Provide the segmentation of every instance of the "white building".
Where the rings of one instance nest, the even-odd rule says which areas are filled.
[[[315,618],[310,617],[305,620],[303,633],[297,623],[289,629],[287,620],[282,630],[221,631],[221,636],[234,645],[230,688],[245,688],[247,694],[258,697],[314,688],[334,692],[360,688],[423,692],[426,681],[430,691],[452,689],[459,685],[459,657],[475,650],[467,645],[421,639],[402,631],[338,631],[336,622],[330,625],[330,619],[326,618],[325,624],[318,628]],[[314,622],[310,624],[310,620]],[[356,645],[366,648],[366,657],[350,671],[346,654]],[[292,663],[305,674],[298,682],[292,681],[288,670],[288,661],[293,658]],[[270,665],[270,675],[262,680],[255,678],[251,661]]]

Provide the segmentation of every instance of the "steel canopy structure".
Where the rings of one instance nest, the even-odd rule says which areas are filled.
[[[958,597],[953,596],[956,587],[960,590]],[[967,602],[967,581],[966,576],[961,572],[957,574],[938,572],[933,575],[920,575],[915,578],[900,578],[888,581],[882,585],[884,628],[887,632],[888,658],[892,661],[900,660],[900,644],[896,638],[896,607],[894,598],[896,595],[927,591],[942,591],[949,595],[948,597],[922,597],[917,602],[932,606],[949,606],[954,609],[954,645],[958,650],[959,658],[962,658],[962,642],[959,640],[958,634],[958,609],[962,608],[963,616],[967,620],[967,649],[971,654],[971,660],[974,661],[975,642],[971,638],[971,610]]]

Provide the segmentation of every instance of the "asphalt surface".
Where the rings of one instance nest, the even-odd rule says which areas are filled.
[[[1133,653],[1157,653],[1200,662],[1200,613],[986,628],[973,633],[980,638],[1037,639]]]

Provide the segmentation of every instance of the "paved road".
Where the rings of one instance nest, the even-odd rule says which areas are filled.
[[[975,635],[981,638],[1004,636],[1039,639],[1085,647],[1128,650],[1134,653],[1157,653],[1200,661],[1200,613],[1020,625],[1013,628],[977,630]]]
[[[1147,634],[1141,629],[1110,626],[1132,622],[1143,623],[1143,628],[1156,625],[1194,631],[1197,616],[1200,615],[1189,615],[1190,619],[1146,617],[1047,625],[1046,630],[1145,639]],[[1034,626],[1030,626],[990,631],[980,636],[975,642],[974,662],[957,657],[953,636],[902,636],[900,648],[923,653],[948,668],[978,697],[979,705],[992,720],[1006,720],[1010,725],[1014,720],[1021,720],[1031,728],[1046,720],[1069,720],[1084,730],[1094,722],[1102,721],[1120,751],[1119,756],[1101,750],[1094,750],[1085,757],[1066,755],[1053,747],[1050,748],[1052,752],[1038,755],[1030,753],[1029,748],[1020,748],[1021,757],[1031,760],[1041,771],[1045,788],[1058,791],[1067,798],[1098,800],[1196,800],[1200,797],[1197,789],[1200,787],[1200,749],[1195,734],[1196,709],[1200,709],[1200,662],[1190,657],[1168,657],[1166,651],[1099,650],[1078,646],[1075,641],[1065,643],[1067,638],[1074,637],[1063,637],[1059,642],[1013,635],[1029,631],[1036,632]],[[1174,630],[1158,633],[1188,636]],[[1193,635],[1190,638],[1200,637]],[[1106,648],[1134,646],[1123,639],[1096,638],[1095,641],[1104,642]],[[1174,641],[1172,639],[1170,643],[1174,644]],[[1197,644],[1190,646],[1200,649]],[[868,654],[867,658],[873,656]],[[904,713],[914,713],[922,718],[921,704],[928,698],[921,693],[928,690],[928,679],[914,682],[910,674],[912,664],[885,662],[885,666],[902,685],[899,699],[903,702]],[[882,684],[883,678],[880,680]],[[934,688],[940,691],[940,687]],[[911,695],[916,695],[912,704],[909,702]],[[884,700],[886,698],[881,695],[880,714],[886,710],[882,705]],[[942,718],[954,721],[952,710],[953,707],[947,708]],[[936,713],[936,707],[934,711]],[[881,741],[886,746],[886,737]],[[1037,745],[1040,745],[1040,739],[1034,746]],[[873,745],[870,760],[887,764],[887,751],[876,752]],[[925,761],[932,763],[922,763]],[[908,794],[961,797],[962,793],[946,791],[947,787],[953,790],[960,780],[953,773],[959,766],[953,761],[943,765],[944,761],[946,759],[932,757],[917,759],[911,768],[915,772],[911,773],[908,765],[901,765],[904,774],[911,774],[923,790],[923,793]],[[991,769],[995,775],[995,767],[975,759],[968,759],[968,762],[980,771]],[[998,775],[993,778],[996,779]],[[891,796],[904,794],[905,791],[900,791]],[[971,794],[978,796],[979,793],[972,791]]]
----------------
About this task ▸
Every entry must be repeated exactly; none may be skipped.

Output of the task ▸
Provide the segmentation of every instance of the "white building".
Where the rings of one instance nest, the even-odd rule says which areas are filled.
[[[315,618],[310,617],[305,620],[303,633],[297,623],[289,629],[287,620],[282,630],[221,631],[221,636],[234,645],[230,688],[245,688],[247,694],[258,697],[314,688],[334,692],[360,688],[423,692],[426,681],[430,691],[452,689],[459,685],[459,657],[475,650],[467,645],[421,639],[402,631],[338,631],[336,622],[330,625],[330,619],[326,618],[325,624],[318,628]],[[314,622],[310,624],[310,620]],[[356,645],[366,648],[366,657],[350,671],[346,654]],[[292,663],[305,674],[298,682],[292,681],[288,670],[288,661],[293,658]],[[270,665],[270,675],[262,680],[255,678],[251,661]]]

Provide the segmentation of every instance of the "steel canopy structure".
Where the rings of one instance nest, the even-odd rule says which areas are filled.
[[[958,597],[953,596],[956,587],[960,590]],[[967,602],[967,581],[966,576],[961,572],[957,574],[938,572],[933,575],[920,575],[915,578],[900,578],[888,581],[882,585],[884,628],[887,632],[888,658],[892,661],[900,660],[900,644],[896,638],[896,607],[894,598],[896,595],[927,591],[942,591],[949,595],[948,597],[922,597],[917,602],[932,606],[949,606],[954,609],[954,645],[958,650],[959,658],[962,658],[962,642],[959,640],[958,634],[958,609],[962,608],[963,616],[967,620],[967,649],[971,654],[971,660],[974,661],[975,642],[971,638],[971,610]]]

Provide the segmentation of every instance of the "asphalt surface".
Where the rings of one instance nest, the even-odd rule says which areas are filled.
[[[1133,653],[1157,653],[1200,662],[1200,613],[986,628],[973,633],[980,638],[1037,639]]]

Provide the segmentation of every instance of the "paved road".
Where the rings of one instance nest, the even-odd rule says which areas are filled.
[[[975,635],[981,638],[1004,636],[1039,639],[1085,647],[1128,650],[1134,653],[1157,653],[1200,661],[1200,613],[1020,625],[1013,628],[977,630]]]
[[[1147,634],[1141,629],[1110,626],[1132,622],[1143,623],[1143,628],[1156,625],[1194,631],[1197,616],[1200,615],[1189,615],[1190,619],[1146,617],[1047,625],[1046,630],[1145,639]],[[1034,626],[1030,626],[990,631],[980,636],[975,642],[974,662],[957,657],[953,636],[902,636],[900,648],[923,653],[948,668],[978,697],[979,705],[992,720],[1006,720],[1010,725],[1014,720],[1021,720],[1031,728],[1046,720],[1069,720],[1084,730],[1094,722],[1102,721],[1120,751],[1119,756],[1101,750],[1094,750],[1085,757],[1066,755],[1053,747],[1050,748],[1052,752],[1038,755],[1030,753],[1029,748],[1020,748],[1021,757],[1031,760],[1041,771],[1045,788],[1058,791],[1067,798],[1098,800],[1196,800],[1200,797],[1197,789],[1200,787],[1200,749],[1195,734],[1196,709],[1200,709],[1200,662],[1190,657],[1168,657],[1166,651],[1099,650],[1078,646],[1075,641],[1065,643],[1067,638],[1074,637],[1063,637],[1059,642],[1013,635],[1029,631],[1036,632]],[[1174,630],[1158,633],[1188,636]],[[1193,635],[1190,638],[1200,637]],[[1106,648],[1134,646],[1123,639],[1096,638],[1095,641],[1104,642]],[[1174,641],[1172,639],[1170,643],[1174,644]],[[1197,644],[1190,646],[1200,649]],[[868,654],[867,658],[873,656]],[[904,713],[914,713],[922,718],[921,704],[928,698],[921,693],[928,690],[928,679],[914,682],[910,674],[912,664],[885,662],[885,666],[902,685],[899,699],[903,702]],[[882,684],[883,678],[880,680]],[[934,688],[940,691],[940,687]],[[911,695],[916,695],[912,704],[909,702]],[[884,700],[886,698],[881,695],[880,714],[886,710],[882,705]],[[942,718],[954,721],[952,710],[953,707],[947,708]],[[936,713],[936,707],[934,711]],[[881,741],[886,746],[886,737]],[[1037,745],[1040,745],[1040,739],[1034,746]],[[873,745],[870,760],[887,764],[887,751],[876,752]],[[925,761],[932,763],[922,763]],[[908,794],[961,797],[962,793],[946,791],[947,787],[953,790],[960,780],[953,773],[959,766],[953,761],[943,765],[944,761],[946,759],[932,757],[917,759],[911,768],[915,772],[911,773],[908,765],[901,765],[904,774],[911,774],[923,790],[923,793]],[[991,769],[995,775],[995,767],[975,759],[968,759],[968,762],[980,771]],[[998,775],[993,778],[996,779]],[[891,796],[904,794],[905,791],[900,791]],[[971,794],[978,796],[979,793],[972,791]]]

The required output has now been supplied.